Your task is to copy the listing exactly. Drop any pictures from the copy.
>> Start
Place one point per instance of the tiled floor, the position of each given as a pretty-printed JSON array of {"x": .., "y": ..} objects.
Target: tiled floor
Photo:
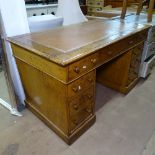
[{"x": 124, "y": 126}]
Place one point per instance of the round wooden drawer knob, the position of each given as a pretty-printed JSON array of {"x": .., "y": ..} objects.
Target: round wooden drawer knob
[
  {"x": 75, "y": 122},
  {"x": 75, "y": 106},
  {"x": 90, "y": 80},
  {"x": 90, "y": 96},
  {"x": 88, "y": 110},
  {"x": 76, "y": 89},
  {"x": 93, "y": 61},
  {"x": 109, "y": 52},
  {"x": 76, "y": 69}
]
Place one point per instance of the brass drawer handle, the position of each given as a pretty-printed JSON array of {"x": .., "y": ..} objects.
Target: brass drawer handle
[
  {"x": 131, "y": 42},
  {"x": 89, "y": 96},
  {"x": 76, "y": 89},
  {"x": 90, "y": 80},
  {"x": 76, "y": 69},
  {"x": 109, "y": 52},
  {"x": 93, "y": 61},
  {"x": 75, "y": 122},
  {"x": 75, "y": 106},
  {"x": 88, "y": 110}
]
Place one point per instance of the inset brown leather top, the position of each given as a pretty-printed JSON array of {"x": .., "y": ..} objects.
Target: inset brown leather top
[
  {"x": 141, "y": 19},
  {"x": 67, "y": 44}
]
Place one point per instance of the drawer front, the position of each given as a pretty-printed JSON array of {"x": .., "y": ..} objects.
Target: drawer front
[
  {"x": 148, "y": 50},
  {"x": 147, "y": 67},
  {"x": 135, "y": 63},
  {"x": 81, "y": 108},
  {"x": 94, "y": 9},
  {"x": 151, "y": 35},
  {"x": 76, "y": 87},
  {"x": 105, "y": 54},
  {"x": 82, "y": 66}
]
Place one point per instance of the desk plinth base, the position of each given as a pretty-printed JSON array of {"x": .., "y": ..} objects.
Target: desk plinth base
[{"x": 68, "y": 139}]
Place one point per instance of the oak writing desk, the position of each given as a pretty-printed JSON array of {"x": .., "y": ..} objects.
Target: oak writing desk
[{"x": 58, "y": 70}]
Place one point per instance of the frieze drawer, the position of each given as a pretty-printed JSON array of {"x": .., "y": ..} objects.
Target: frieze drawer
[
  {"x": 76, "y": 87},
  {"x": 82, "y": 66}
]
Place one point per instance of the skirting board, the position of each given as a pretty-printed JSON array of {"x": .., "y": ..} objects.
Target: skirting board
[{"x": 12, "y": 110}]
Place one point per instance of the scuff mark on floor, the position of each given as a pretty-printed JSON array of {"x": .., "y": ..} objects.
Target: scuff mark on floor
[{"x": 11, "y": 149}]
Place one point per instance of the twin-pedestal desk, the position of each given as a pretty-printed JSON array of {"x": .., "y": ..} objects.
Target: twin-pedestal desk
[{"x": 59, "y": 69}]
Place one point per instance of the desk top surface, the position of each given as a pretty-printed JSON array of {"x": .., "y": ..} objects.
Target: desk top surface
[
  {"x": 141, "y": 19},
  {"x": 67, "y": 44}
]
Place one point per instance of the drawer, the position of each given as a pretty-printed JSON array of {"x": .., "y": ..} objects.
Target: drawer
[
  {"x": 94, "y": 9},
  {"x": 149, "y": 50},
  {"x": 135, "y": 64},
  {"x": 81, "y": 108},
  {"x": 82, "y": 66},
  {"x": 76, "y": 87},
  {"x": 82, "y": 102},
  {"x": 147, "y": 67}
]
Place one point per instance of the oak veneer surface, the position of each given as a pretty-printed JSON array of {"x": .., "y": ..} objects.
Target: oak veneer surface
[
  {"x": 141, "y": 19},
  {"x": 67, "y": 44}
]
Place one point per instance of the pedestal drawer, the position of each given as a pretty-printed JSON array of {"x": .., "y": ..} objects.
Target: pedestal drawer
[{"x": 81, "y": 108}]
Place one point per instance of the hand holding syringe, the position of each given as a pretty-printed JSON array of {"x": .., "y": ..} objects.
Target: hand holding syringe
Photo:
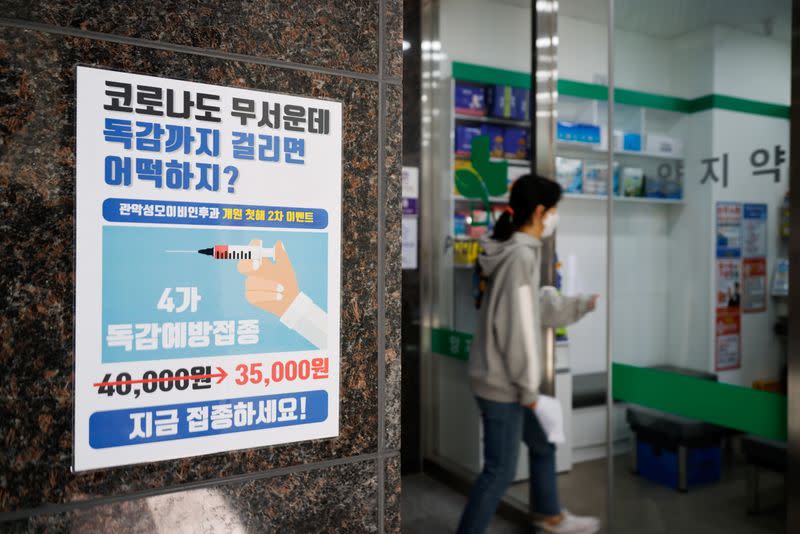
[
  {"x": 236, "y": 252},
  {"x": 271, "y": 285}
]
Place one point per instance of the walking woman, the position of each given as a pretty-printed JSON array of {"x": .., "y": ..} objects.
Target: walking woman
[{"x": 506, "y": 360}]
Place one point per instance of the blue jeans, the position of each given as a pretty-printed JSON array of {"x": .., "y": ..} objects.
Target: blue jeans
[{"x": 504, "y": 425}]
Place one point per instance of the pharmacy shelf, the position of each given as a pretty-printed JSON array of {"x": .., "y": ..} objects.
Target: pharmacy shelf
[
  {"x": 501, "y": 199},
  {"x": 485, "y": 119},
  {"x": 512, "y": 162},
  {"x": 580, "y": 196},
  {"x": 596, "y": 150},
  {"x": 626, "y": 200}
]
>> End
RESPONSE BELOW:
Place one point per instance of the tiled floor, the position of each given as a pretty-printed JSON array of {"x": .., "y": ..} objects.
Target: tiled floor
Photo:
[{"x": 124, "y": 126}]
Place one point per instance of the round wooden drawer knob, the position of each given as a pretty-printed JSON array of {"x": .., "y": ..} objects.
Target: round wooden drawer knob
[
  {"x": 75, "y": 122},
  {"x": 75, "y": 106},
  {"x": 90, "y": 80},
  {"x": 90, "y": 96},
  {"x": 88, "y": 110},
  {"x": 76, "y": 89},
  {"x": 93, "y": 61},
  {"x": 109, "y": 52},
  {"x": 76, "y": 69}
]
Place one point per instance of the brass drawer handle, the position of each given as a pretty-printed JSON array of {"x": .., "y": ..} objects.
Target: brass drawer handle
[
  {"x": 131, "y": 42},
  {"x": 89, "y": 96},
  {"x": 76, "y": 89},
  {"x": 90, "y": 80},
  {"x": 76, "y": 69},
  {"x": 109, "y": 52},
  {"x": 93, "y": 61},
  {"x": 75, "y": 122},
  {"x": 75, "y": 106},
  {"x": 88, "y": 110}
]
Place one point per instance of the inset brown leather top, the position of each given as a pretty-printed JSON array of {"x": .., "y": ..} objects.
Target: inset brown leather top
[
  {"x": 141, "y": 19},
  {"x": 67, "y": 44}
]
Place one point per instance of the drawer front, the position of each given as a pretty-printed JSON array of {"x": .., "y": ..} objects.
Target: drawer front
[
  {"x": 148, "y": 50},
  {"x": 147, "y": 67},
  {"x": 135, "y": 63},
  {"x": 81, "y": 108},
  {"x": 94, "y": 9},
  {"x": 151, "y": 35},
  {"x": 76, "y": 87},
  {"x": 105, "y": 54},
  {"x": 82, "y": 66}
]
Place one point per instance of the desk plinth base, the position of each given as a pretty-printed JSON array of {"x": .., "y": ..} objects.
Target: desk plinth base
[{"x": 68, "y": 139}]
Place one point per instance of the oak writing desk, the position of each given as a pretty-printed JSON array of {"x": .., "y": ..} objects.
Target: oak writing desk
[{"x": 58, "y": 70}]
Place one point per instance of the frieze drawer, the position of each given as a pretty-printed JSON array of {"x": .., "y": ..} objects.
Target: frieze drawer
[
  {"x": 76, "y": 87},
  {"x": 82, "y": 66}
]
Place one point per instance of the skirting board, the position of each given as a pretty-printed JSON array of {"x": .., "y": ..} objects.
Target: skirting board
[{"x": 12, "y": 110}]
Place one point per instance of the scuff mark on floor, the position of each given as a pretty-printed JSON array of {"x": .., "y": ..} objects.
Target: scuff mark on floor
[{"x": 11, "y": 149}]
Place one point per instance of the twin-pedestal desk, the position of each given as a pretty-printed JSON array of {"x": .., "y": ..} objects.
Target: twin-pedestal desk
[{"x": 59, "y": 69}]
Place one point per instance of the desk top surface, the position of each given as a pretty-printed JSON array of {"x": .., "y": ..} objects.
Target: desk top surface
[
  {"x": 141, "y": 19},
  {"x": 67, "y": 44}
]
Place one point per instance of the drawer, the position of each given as a pretty-printed JSON array of {"x": .., "y": ..} objects.
Target: drawer
[
  {"x": 94, "y": 9},
  {"x": 149, "y": 50},
  {"x": 135, "y": 64},
  {"x": 81, "y": 108},
  {"x": 82, "y": 66},
  {"x": 76, "y": 87},
  {"x": 82, "y": 102},
  {"x": 147, "y": 67}
]
Place one point per instance of the oak veneer surface, the position of each given as a pretty-printed JSON array of {"x": .., "y": ..} objects.
Target: oak veneer surface
[
  {"x": 141, "y": 19},
  {"x": 67, "y": 44}
]
Place one point per instance of the pedestal drawer, the position of each given as a pretty-printed JSON array of {"x": .., "y": ..} objects.
Target: pedestal drawer
[{"x": 81, "y": 108}]
Place one point per instance of the hand holding syringe, the position of each given as a pretty-printed JSON array of {"x": .., "y": ..} objects.
Target: hand holding syringe
Photo:
[
  {"x": 236, "y": 252},
  {"x": 271, "y": 285}
]
Place one point per instance of the walking woman, the position of each given as a pretty-printed JSON array of {"x": .., "y": ..} objects.
Target: walking woman
[{"x": 506, "y": 360}]
Place one point per instance of the blue jeans, the position of each given as a pretty-printed JSON array of {"x": .., "y": ..} objects.
Target: blue jeans
[{"x": 504, "y": 425}]
Place one point per instance of the pharmacy shelf, the position of each given as a pretty-printed JSON array of {"x": .., "y": ..} objects.
Target: pharmacy shelf
[
  {"x": 501, "y": 199},
  {"x": 485, "y": 119},
  {"x": 512, "y": 162},
  {"x": 580, "y": 196},
  {"x": 596, "y": 150},
  {"x": 626, "y": 200}
]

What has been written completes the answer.